• [TEXT UNDER STUDY]
03/05/2010

AT THE CINEMA - AGORA'

It took Italian distributors some time to find the courage to release AGORA in our theatres but at last they made it last week and I was able to see it this weekend. Now I understand what they feared: this movie can be interpreted as an attack to Christianity, and maybe it partly is. But that would be a superficial reading of this beautiful , epic, costume movie. I think this is an attack but to any extremism which has infected human history since ancient times, it is an attack to the stupidity of Man who always repeats the same mistakes and never remembers, it is an attack to the continuous distortion of sacred texts to pursuit earthly greedy purposes, it is an attempt to reflect on contemporary serious dangers through the recount of this tragic, ancient,  true story.

Alexandria , Egypt, 391 A.D. The protagonist is Hypatia  philosopher and matemathician, heiress of the ancient Greek culture and , as a woman, expression of the long evolution and great freedom of thought which  characterized the world that will disappear with her. She and her ideals are overwhelmed and swept away by the crisis of an entire world, the classic pagan world , that of Hypatia’s father, Theon, the head of Alexandria’s fabled library. She has the privilege to be free of teaching a group of brilliant minds in the city. Two men are in love with her : her student Oreste and Davus, her personal slave.


But Hypatia prefers to spend her time in the library, where scrolls of parchment are stuffed onto racks in a magnificent chamber, and pondering such matters as the movement of the Earth and the planets and whether or not the Earth is flat or round. She wants to demonstrate Ptolem was wrong.

• [INFORMATION PROVIDED]
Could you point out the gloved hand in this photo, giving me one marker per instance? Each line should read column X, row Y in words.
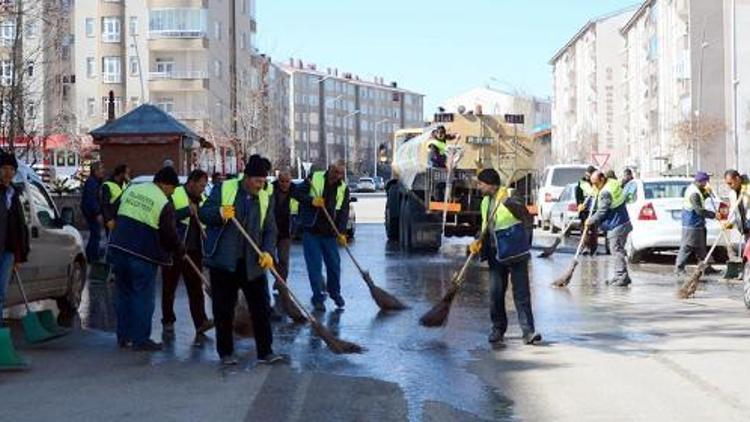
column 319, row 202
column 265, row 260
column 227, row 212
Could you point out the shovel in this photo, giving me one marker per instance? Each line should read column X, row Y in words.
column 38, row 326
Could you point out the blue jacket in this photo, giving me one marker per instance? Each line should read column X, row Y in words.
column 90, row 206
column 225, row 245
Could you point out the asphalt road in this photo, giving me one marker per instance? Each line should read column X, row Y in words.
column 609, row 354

---

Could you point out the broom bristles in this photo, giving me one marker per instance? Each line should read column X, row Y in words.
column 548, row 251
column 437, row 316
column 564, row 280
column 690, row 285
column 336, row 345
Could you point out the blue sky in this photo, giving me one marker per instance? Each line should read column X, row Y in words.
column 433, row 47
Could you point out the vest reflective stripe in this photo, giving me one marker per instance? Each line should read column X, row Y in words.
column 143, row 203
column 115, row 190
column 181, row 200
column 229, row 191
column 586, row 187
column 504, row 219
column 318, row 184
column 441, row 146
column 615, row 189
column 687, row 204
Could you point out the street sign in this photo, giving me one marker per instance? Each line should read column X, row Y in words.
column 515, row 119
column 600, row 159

• [PARTS OF THE EXERCISE]
1. Say whether each statement agrees with the review of the film Agora, answering yes or no and quoting the words of the review that decide it: (a) The reviewer watched the film on a weekend. (b) Hypatia's father was the head of Alexandria's library. (c) Davus is one of Hypatia's students.
2. According to the review of the film Agora, where and in what year does the story take place?
3. Write the next part of the review of the film Agora, picking up after its last sentence.
The data can be set aside; none of it is needed.

• [TASK-BY-TASK ANSWERS]
1.
(a) Yes: "I was able to see it this weekend."
(b) Yes: "Hypatia’s father, Theon, the head of Alexandria’s fabled library."
(c) No: "Davus, her personal slave."

2. It takes place in Alexandria, Egypt, in 391 A.D.

3.
Alexandria is a cosmopolitan city hosting Jews, Pagans and Christians, just legalized by the Roman Empire. They are the majority and their number grows more and more. A group of fundamentalist Christians called parabolani become aggressive and lead the sacking of Alexandria’s library. Violence spreads all over the city and among the different religious groups until the very tragic epilogue.


Among interesting male characters such as Davus (Max Minghella), Oreste (Oscar Isaac), Ammonius (Ashraf Barhom), Synesius (Rupert Evans), Theon ( Michael Lonsdale), Aspasius (Homayoun Ershadi), and Cyril ( Sammy Samir) the figure of beautiful, smart and brave Hypatia (Rachel Weisz) is there towering all the time.


If what is told in the movie is true, Christians shouldn’t be ashamed ,and hide their heads in the sand  in order not to see or know. This movie should teach any human being something since it is food for brain. One can learn so much from his/her own mistakes and even from other people’s mistakes.
Alejandro Amenabar shows great courage again, after winning an Academy Award for The Sea Inside ( and after The Others starring Nicole Kidman) he has given us another amazing movie. Hypatia , her life and death deserved not to be ignored. Though not historically accurate I agreed with the choice of the director in the fatal ending scene. Davus desperate  embrace to Hypatia touched my heart and moved me to tears. Gripping. Unforgettable.
 

3 comments:

Luciana said...

I don't know if this movie will ever be released here in Brazil as it is the biggest Catholic country in the world, so I understand why in Italy they took so long to release it. As a Christian I believe the ones who kill in name of God cannot be truly Christians if they forget they should love their neighbours as themselves. I just hope they have done a good movie that shows the truth and is not like a manifesto against Christianity. People need to distinguish the religion from the human beings that misunterstand it or use a wrong view of it only to achieve their purposes.

Karenlibrarian said...

This sounds really interesting; sadly, no date for release in the US either, which is pretty annoying. I may have to wait and watch it on DVD (if that ever comes out). I'd never heard a thing about this movie, so thanks for posting about it.

onemorelurker1 said...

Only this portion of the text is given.